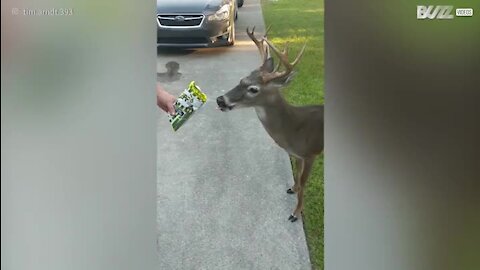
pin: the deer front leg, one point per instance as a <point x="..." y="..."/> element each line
<point x="299" y="166"/>
<point x="307" y="168"/>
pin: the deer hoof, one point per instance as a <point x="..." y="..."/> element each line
<point x="292" y="218"/>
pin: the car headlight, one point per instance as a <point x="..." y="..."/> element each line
<point x="221" y="15"/>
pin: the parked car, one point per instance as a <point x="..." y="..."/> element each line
<point x="196" y="23"/>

WORK INSTRUCTIONS:
For this task, copy exactly the line with "pin: the parked" and the lines that come after it, stopping at the end of the material above.

ANSWER TO THE PROBLEM:
pin: the parked car, one point per instance as a <point x="..." y="..."/> element each line
<point x="196" y="23"/>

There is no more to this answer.